## Start Listed records

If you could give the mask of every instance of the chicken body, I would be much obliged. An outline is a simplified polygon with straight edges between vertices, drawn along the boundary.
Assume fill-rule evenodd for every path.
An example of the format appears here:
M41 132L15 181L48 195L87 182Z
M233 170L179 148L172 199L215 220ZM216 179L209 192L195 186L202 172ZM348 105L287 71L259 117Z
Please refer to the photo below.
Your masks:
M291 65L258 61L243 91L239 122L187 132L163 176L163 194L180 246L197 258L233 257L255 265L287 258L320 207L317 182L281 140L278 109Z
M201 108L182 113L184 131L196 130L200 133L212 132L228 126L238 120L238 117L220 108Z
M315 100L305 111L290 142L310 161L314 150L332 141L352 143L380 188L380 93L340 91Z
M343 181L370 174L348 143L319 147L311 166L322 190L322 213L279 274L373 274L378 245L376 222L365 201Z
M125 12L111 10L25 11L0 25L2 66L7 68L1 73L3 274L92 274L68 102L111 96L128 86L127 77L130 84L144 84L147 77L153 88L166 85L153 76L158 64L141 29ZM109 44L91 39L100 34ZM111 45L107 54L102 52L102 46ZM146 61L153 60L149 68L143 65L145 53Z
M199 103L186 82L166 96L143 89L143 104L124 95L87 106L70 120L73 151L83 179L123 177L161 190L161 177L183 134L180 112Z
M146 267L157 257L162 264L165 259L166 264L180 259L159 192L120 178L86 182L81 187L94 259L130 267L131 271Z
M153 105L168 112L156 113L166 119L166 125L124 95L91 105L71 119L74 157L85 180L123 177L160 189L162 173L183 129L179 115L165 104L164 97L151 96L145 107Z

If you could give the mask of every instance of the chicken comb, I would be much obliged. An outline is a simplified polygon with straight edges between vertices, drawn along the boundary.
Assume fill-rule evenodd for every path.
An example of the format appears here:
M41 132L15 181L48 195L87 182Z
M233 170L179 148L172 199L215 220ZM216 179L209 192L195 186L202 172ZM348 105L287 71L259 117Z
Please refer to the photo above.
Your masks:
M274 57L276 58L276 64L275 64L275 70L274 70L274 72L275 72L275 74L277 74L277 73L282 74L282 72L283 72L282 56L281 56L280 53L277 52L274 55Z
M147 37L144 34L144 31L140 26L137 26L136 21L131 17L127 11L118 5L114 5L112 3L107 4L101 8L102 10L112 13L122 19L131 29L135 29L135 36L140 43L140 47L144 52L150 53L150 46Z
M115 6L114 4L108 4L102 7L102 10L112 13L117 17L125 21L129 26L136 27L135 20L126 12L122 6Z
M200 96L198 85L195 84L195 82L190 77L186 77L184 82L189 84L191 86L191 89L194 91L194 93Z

## End Listed records

Copy out all of the rows above, replacing each "chicken" with "rooster" and leaving everything else as it is.

If you could give the mask of every instance of the rooster body, I would be much obliged. An outline is a simplified polygon with straight edges between vertices, drawn along the boundary.
Assume fill-rule evenodd for every path.
An example of the format appears here:
M41 132L15 181L48 195L87 182Z
M233 170L179 148L172 199L215 220ZM216 179L209 192L195 186L202 172ZM348 105L287 71L259 117Z
Please refer to the photo below.
Your masks:
M291 65L258 61L243 91L239 122L187 132L163 176L163 194L180 246L197 258L233 257L255 265L287 258L320 207L317 182L281 140L278 109Z
M201 108L182 113L184 131L196 130L200 133L212 132L228 126L238 120L238 117L220 108Z
M315 100L305 111L290 142L310 161L314 150L332 141L352 143L380 188L380 93L340 91Z
M343 181L370 174L348 143L319 147L311 166L322 190L322 213L279 274L373 274L378 245L376 222L365 201Z
M125 12L111 10L25 11L0 25L2 66L7 68L1 73L3 274L92 274L68 102L111 96L128 86L127 77L130 84L144 84L147 77L153 88L166 85L153 76L158 64L141 29ZM109 44L91 39L100 34ZM111 45L107 54L102 52L102 46ZM146 61L153 60L149 68L143 65L145 53Z
M199 103L186 82L166 96L143 89L143 104L124 95L87 106L70 120L73 151L83 179L123 177L161 190L161 177L183 134L180 112Z
M146 267L157 257L162 264L165 259L166 264L180 259L159 192L120 178L86 182L81 187L94 259L130 267L131 271Z
M153 105L168 112L156 113L166 119L166 125L124 95L91 105L71 119L74 157L85 180L123 177L160 189L162 173L183 129L179 115L165 104L164 97L151 96L145 107Z

If you could give the mask of every instance of the rooster comb, I would be much obliged. An outline is a simplified polygon with straight edges between vertices, drawn along the boundary.
Assume fill-rule evenodd for every path.
An example of the format appears here:
M41 132L15 181L48 195L87 182Z
M233 170L179 148L172 199L215 220ZM216 179L209 192L195 186L202 172ZM348 105L287 71L259 117Z
Please refer to the photo above.
Your masks:
M274 57L276 58L276 64L275 64L275 70L274 70L274 72L275 72L275 74L277 74L277 73L282 74L282 72L283 72L282 56L281 56L280 53L277 52L274 55Z
M147 37L144 34L144 31L140 26L137 26L136 21L131 17L127 11L118 5L114 5L112 3L107 4L101 8L102 10L112 13L122 19L131 29L135 29L135 36L140 43L140 47L144 52L150 53L150 46Z
M115 6L114 4L108 4L102 7L102 10L112 13L117 17L125 21L129 26L136 27L135 20L126 12L122 6Z
M200 96L198 85L195 84L195 82L190 77L186 77L184 82L189 84L191 86L191 89L194 91L194 93Z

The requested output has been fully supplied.